• [Exercise]:
Please copy every line of the material exactly.

• [Data listing]:
++++++++++
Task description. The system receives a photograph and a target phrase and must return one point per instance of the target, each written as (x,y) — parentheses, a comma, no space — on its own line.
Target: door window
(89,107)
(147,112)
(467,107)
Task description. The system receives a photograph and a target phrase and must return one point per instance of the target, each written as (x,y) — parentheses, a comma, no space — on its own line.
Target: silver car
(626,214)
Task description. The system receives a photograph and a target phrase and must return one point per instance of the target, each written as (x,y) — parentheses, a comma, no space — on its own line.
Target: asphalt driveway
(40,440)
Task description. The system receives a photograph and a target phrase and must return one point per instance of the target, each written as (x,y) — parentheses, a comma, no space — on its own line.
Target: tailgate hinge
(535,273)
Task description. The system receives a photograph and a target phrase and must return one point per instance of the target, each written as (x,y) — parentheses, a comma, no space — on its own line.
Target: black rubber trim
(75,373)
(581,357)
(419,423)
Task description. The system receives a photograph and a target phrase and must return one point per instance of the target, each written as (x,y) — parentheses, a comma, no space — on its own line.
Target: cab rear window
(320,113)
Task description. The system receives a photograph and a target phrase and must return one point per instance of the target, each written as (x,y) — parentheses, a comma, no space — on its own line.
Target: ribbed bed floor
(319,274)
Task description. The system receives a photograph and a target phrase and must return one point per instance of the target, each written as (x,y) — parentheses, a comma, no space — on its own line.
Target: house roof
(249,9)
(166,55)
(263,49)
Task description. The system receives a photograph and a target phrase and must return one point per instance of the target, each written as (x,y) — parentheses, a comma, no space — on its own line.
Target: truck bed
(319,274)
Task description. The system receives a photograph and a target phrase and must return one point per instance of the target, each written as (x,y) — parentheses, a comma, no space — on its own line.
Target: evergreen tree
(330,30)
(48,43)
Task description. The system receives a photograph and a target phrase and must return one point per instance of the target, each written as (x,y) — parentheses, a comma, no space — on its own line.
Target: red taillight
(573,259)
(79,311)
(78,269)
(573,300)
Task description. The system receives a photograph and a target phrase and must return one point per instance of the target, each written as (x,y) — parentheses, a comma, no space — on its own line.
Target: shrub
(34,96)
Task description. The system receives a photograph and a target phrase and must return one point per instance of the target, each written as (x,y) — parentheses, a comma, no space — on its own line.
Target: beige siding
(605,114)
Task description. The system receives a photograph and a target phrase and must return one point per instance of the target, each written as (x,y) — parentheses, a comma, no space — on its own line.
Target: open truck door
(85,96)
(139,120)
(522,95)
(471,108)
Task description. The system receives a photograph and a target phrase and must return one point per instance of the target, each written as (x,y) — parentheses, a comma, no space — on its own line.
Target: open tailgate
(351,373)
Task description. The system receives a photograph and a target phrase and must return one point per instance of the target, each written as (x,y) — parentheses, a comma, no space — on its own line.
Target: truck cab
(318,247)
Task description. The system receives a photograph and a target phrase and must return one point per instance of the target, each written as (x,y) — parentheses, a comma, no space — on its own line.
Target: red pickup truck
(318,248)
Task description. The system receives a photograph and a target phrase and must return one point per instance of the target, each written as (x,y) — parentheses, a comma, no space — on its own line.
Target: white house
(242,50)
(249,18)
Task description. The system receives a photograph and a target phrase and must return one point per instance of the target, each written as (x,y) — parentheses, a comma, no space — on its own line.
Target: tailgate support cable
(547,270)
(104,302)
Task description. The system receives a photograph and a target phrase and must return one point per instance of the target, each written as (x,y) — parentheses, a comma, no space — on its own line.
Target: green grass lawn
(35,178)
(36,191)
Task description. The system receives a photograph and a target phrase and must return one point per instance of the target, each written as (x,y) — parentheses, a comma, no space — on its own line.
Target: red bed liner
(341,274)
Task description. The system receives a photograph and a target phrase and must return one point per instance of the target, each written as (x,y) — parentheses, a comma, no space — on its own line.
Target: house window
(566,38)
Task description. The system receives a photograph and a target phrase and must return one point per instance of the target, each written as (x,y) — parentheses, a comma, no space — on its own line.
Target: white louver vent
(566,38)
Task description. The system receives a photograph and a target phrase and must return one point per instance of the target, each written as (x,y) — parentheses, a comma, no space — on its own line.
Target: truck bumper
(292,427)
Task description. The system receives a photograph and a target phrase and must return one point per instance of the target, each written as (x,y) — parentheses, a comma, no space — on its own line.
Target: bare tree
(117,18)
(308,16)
++++++++++
• [Answer to the exercise]:
Task description. The system receives a photograph and a target phrase and must return one point per instance of the target, each written as (x,y) — parentheses, a comma, no space — on its own line.
Target: door window
(89,107)
(147,112)
(467,107)
Task description. The system receives a photograph and a target phrase and must return one point per instance of the target, each written as (x,y) — parentheses, a comma, no space — on its own line.
Target: silver car
(626,214)
Task description. The system receives a photograph and a target phrase and must return one point per instance of the target, each written as (x,y) — parentheses, a comma, no space — on its own line.
Target: asphalt driveway
(40,440)
Task description. The system receives a photograph and a target phrase and must return one point per instance of the target, each written as (x,y) — parentheses, a comma, no space — on its own line.
Target: tailgate hinge
(535,273)
Task description. The system receives a photograph and a target phrase and must return one point per instance of the target, each written as (x,y) — parentheses, a comma, no space — on its own line.
Target: black rubber trim
(75,373)
(581,357)
(419,423)
Task description. The system receives a photograph and a target phrase and must return one point per instance of the target, each written as (x,y) — parentheses, a comma, no space — on its own line.
Target: cab rear window
(320,113)
Task description. The system receives a photograph and a target phrase and must return one point per instance of the target, each written as (x,y) — parentheses, a comma, no space — on its own line.
Target: ribbed bed floor
(319,274)
Task description. The system receives a photograph and a target phrase and must return one point per instance of the target, each written as (x,y) — parentheses, a comma, no space — on its own line.
Target: house roof
(249,9)
(166,55)
(263,49)
Task description. The system receives a photograph and a target phrase and must return one point per instance of the target, each written as (x,y) — parentheses, a comma, no space — on its own line.
Target: truck bed
(319,274)
Task description. The system receives a photograph and a target phrase and must return one point per instance of the target, each written as (x,y) — parentheses, a comma, no space — on its own line.
Target: evergreen tree
(330,30)
(48,43)
Task description. The system receives a photograph and a target phrase and must return one point per instance of the target, each written as (x,y) — parentheses, a comma, no space — on its own line.
Target: red taillight
(573,259)
(79,311)
(78,269)
(573,300)
Task description. The system receives a photograph and a target phrase and must return one point per instance of the target, each written as (x,y) — parentheses, a comma, no space — on its own line.
Target: shrub
(34,96)
Task description. The system receives a photograph and a target phrase and must return one point per instance of the target, each written as (x,y) — parentheses, a comma, no space — on its own line.
Target: beige siding
(605,114)
Task description. The system receives a photograph and a target phrase and must return one point per instance of the target, each written as (x,y) — parentheses, a comma, no space — on its own line.
Target: open truck door
(85,96)
(139,120)
(522,95)
(471,108)
Task description. The system receives a photograph and a target phrase and must return one point per instance of the target, each written as (x,y) — parentheses, a comma, no space — on its own line.
Target: open tailgate
(351,373)
Task description. The system receives a photograph and a target phrase and must return one point per instance of the target, each written as (x,y) — parentheses, a comma, no space — on its own line.
Target: truck cab
(318,247)
Task description. The system receives a photograph and a target phrase and must return one point per instance of the target, each written as (x,y) — parentheses, a comma, no space — on its own line.
Target: red pickup truck
(318,248)
Task description. The system receives a photograph and a target phrase and must return one point per instance of the target, each written as (x,y) — parentheses, a comma, no space — on its own line.
Target: white house
(242,50)
(249,18)
Task description. The system receives a photograph and a target phrase and must return one point per instance of the target, each written as (x,y) — parentheses, a comma, no space — on its own line.
Target: tailgate support cable
(547,270)
(104,302)
Task description. The system receives a photograph and a target phrase and must return one point per instance of the target, each written as (x,y) — parentheses, a comma, no space — on its own line.
Target: green grass lawn
(35,178)
(36,191)
Task description. The system receives a photograph and a target phrase and must return one point per instance of the target, each written as (x,y) — parentheses, a comma, no space — on its own line.
Target: red bed liner
(341,274)
Task description. The system receives a photograph and a target phrase and must return one point per instance of the target, each written as (x,y) — parentheses, a comma, no space — on its own line.
Target: house window
(566,38)
Task description. The system receives a photograph and a target phrase and must return one point per instance of the target, each written as (x,y) — parentheses, a comma, no space — on its own line.
Target: white louver vent
(566,38)
Task description. The system receives a photograph and a target phrase and must return one point per instance of the target, each written as (x,y) — parentheses, a comma, no space — on its own line.
Target: truck bumper
(292,427)
Task description. The system receives a photograph and a target phrase and must return one point per instance of the target, each written as (x,y) — parentheses, a comma, no space — on its own line.
Target: bare tree
(117,18)
(308,16)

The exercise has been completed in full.